What is required → Please copy, word for word, the part of the article below on Colorado's historic winter that runs from "A wet, cold" up to and including "across the state.".

Passage →
^^^^^^^^^^^^^^^^
How A Historic Winter Is Impacting Colorado’s Summer Recreation

A wet, cold spring triggered dense snow and late-season avalanches across Colorado. The winter’s aftermath is affecting adventures statewide.

At least two mountain ultrarunning events, including June’s San Juan Solstice 50 Mile Run and July’s Hardrock Hundred Endurance Run, have been canceled in Colorado this summer due to a historic winter season. For good reason: Storms producing wet, dense snow and a cold spring set the conditions for snowpack to linger, especially at high elevations across the state. 

On June 24, just two days after the San Juan Solstice race was originally scheduled to place, the state’s snowpack was 4,121 percent above normal compared with the 30-year average for the day, according to the Department of Agriculture.  Until May, the state hadn’t been drought-free in at least 17 years, since the National Oceanic and Atmospheric Administration (NOAA) co-launched the North American Drought Monitor to track periods of prolonged dryness in 2002. (Prior to 2000, the state’s drought records, which reach back to the late 1800s, are inconsistent.)

High-mountain snowpack and spring weather conditions play a role in year-round outdoor recreation. For skiers and snowboarders, this year’s snowfall provided access to mountaineering lines and extended lift operations for at least six ski resorts into May and beyond. For paddlers, the whitewater season could stretch through Labor Day, unless there’s a heat spike. The water flow is predicted to be high all summer, which bodes well for the rafting industry, noted David Costlow, executive director of the Colorado River Outfitters Association.

“Bookings were down a bit in May and June—people don’t call to go rafting when it’s cold and snowy. The advantage is, the melt level was kept down. Some of the rivers will probably peak the first week of July, whereas they would have peaked around June 5 in prior years,” he said.
^^^^^^^^^^^^^^^^
Entries provided →
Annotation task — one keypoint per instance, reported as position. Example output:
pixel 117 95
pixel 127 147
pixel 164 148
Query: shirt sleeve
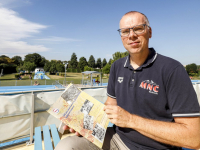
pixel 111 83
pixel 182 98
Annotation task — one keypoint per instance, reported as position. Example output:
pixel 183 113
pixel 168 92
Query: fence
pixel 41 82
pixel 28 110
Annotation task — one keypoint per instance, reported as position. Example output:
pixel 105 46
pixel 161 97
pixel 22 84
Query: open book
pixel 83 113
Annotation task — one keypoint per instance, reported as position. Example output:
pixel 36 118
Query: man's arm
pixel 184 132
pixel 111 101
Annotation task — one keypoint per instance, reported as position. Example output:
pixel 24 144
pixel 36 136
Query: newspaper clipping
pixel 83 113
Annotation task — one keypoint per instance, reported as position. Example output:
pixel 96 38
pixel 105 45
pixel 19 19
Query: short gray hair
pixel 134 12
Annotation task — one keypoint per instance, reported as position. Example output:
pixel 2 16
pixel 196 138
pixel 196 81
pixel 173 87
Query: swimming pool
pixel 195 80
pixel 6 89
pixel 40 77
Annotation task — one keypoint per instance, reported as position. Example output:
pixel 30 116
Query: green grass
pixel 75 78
^^^^^^^^^^^^^^^^
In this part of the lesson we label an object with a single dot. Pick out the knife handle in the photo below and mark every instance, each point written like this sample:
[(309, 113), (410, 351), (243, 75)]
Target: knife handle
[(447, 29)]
^^^^^^^^^^^^^^^^
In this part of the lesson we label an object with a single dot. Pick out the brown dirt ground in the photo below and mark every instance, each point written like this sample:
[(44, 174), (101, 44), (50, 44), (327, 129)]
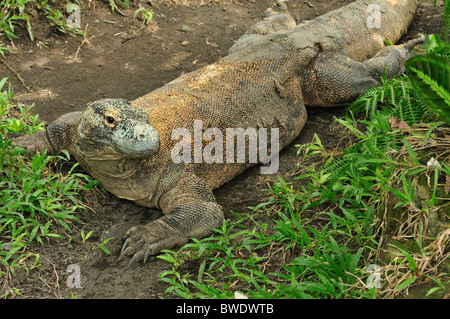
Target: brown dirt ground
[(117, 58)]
^^^^^^^^^^^^^^^^
Task solution →
A wet, cold spring triggered dense snow and late-season avalanches across Colorado. The winter’s aftermath is affecting adventures statewide.

At least two mountain ultrarunning events, including June’s San Juan Solstice 50 Mile Run and July’s Hardrock Hundred Endurance Run, have been canceled in Colorado this summer due to a historic winter season. For good reason: Storms producing wet, dense snow and a cold spring set the conditions for snowpack to linger, especially at high elevations across the state.